* TASK TO CARRY OUT: For each line below that holds the word "bottle", make a copy.

Collected data:
-----

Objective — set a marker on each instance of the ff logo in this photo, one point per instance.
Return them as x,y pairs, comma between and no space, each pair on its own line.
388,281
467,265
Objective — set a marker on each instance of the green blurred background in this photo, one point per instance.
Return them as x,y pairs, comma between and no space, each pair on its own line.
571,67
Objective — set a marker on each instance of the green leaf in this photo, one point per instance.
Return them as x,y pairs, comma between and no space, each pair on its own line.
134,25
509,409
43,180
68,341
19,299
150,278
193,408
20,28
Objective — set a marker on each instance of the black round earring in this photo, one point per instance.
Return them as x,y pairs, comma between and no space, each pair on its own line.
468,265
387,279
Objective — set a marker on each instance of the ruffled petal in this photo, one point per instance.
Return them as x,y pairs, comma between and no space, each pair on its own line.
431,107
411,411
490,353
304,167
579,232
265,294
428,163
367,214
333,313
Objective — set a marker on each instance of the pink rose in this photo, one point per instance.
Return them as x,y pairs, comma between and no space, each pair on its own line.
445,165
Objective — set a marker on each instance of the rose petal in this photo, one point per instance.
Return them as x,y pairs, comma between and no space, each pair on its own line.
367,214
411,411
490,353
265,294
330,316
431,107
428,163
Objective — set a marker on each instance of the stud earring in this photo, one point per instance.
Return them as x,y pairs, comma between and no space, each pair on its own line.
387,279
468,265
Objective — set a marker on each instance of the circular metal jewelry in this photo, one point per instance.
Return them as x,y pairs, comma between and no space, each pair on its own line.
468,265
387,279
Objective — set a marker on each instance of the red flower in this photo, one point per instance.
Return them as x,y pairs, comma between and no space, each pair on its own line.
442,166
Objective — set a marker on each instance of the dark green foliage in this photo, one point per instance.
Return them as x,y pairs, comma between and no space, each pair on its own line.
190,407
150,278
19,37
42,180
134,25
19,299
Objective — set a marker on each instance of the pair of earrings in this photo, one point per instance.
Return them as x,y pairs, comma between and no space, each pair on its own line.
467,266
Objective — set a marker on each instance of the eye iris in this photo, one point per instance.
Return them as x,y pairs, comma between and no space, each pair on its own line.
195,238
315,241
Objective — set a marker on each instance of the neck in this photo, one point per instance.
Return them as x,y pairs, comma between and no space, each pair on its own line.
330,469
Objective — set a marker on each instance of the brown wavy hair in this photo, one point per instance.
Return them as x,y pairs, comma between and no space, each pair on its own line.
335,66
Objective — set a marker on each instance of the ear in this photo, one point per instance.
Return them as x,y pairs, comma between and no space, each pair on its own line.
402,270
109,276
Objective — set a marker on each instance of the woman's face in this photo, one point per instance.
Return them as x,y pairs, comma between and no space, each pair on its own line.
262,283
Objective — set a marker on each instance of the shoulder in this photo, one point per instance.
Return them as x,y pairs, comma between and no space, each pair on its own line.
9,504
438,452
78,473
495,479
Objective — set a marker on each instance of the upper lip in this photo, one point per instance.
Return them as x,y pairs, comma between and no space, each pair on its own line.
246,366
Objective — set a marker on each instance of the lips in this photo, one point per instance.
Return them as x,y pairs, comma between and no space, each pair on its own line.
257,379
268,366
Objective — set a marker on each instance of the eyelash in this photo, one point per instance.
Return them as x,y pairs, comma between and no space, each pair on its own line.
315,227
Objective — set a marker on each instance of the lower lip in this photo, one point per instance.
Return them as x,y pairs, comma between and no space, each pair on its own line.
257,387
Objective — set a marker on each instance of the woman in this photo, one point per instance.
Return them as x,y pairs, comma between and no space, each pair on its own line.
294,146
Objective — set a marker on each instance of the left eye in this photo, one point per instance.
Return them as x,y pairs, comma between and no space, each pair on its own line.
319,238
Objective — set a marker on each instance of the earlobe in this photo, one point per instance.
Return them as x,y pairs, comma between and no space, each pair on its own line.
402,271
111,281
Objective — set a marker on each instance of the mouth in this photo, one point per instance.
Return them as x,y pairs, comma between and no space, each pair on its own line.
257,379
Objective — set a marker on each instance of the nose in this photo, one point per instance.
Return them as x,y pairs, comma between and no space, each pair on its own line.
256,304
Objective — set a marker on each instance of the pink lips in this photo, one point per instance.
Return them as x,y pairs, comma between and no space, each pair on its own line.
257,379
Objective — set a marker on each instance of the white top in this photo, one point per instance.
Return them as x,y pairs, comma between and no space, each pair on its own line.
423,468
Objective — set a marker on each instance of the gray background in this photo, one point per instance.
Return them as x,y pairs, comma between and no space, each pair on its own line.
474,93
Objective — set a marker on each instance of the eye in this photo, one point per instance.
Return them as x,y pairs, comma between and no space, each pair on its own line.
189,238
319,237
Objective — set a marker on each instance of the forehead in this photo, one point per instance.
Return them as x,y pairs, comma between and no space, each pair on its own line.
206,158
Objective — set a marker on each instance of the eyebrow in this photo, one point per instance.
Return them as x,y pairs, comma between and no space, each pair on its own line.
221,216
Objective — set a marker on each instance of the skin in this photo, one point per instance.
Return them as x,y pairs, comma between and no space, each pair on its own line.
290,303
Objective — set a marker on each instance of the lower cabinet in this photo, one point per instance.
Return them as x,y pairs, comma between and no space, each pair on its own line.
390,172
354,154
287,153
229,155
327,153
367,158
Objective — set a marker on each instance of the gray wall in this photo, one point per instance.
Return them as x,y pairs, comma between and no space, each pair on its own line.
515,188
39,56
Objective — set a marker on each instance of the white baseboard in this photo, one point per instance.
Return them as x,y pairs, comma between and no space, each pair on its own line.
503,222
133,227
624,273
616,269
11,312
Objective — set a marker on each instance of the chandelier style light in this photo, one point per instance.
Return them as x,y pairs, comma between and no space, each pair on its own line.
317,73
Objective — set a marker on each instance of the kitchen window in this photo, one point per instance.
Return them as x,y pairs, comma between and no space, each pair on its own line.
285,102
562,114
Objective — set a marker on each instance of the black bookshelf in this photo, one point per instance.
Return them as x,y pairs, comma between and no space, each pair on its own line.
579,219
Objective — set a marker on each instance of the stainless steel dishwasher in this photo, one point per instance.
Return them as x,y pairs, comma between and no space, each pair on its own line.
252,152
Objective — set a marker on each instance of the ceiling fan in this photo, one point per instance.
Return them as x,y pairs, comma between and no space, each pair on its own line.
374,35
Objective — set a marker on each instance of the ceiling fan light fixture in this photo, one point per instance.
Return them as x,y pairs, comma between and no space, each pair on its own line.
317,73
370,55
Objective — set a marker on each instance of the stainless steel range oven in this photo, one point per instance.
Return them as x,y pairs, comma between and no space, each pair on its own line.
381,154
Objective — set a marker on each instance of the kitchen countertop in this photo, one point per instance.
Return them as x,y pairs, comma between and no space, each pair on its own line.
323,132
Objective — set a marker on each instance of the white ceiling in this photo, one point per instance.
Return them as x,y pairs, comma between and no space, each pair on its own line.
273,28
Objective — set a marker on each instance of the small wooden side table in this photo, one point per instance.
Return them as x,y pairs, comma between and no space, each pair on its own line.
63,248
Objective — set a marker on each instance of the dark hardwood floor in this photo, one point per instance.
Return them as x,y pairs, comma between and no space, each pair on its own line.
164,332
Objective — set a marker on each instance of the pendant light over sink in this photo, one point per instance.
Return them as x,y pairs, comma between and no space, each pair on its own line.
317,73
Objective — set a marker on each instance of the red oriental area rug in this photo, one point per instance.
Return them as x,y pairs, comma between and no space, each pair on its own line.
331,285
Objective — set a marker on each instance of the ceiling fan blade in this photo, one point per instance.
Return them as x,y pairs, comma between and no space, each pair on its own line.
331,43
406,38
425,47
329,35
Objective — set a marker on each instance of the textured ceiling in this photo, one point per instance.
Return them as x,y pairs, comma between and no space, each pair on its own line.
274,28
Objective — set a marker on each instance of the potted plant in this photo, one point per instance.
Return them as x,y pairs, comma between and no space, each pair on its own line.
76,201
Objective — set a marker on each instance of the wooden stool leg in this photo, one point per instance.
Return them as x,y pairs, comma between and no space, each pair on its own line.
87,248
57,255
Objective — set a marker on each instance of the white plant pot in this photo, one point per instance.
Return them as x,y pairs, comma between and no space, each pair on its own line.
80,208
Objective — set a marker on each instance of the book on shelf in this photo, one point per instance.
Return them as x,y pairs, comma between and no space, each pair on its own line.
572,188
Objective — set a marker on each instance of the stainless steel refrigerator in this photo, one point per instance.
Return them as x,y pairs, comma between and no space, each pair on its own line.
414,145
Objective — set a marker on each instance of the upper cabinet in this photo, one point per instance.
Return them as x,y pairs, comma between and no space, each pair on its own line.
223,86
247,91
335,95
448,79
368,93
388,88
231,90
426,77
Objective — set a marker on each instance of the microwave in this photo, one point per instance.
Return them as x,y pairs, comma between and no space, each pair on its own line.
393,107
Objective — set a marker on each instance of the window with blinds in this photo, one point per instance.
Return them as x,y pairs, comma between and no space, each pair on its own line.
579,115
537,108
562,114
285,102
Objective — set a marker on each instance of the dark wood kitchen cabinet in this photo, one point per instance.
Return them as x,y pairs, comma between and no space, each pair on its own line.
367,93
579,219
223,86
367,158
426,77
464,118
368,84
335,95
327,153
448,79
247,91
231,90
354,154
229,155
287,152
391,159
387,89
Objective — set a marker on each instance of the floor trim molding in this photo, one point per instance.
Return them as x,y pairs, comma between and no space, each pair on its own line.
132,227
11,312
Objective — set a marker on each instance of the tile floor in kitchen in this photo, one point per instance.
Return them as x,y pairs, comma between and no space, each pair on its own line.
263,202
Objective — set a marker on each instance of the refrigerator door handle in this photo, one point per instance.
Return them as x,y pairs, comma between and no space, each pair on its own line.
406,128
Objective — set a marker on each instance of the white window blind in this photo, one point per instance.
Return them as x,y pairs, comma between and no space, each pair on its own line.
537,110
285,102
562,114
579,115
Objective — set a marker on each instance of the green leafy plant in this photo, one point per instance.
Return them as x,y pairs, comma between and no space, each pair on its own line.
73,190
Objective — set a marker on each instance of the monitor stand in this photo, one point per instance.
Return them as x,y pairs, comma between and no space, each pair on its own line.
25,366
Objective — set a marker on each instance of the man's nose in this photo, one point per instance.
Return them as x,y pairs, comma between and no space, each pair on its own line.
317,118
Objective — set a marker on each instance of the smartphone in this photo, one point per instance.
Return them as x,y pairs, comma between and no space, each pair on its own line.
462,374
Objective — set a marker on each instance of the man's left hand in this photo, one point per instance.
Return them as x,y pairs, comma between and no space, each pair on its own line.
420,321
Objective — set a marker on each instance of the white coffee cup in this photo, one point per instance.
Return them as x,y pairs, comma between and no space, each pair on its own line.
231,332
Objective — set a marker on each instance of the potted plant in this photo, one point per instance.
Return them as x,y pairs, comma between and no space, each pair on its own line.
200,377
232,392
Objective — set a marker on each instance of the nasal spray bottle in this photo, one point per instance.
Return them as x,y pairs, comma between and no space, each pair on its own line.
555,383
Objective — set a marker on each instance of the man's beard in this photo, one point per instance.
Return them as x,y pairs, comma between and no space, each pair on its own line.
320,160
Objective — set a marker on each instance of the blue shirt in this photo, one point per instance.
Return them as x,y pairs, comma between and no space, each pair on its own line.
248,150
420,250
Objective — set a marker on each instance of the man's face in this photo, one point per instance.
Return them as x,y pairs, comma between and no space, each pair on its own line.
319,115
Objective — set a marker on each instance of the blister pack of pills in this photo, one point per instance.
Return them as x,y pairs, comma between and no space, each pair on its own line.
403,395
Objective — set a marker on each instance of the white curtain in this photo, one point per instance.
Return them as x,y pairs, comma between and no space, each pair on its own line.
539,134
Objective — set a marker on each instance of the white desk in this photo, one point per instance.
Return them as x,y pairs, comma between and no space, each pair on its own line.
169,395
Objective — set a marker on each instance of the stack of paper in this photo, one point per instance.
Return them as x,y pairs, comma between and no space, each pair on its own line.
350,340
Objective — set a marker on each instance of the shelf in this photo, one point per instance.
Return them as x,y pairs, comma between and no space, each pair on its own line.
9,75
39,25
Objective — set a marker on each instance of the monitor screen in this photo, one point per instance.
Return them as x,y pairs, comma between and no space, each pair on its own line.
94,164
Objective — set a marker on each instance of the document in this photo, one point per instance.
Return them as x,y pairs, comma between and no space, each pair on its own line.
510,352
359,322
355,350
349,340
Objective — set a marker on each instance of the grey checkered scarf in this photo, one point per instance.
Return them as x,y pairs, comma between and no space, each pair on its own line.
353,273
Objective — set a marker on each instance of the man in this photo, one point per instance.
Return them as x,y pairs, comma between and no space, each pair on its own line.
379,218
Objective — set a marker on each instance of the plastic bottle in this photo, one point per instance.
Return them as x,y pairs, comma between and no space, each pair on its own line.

-----

* ANSWER TO THIS TASK:
Objective — set a marker on each instance of the nasal spray bottle in this photo, one point per instance.
Objective — set a marker on each instance of the plastic bottle in this photo, one point per instance.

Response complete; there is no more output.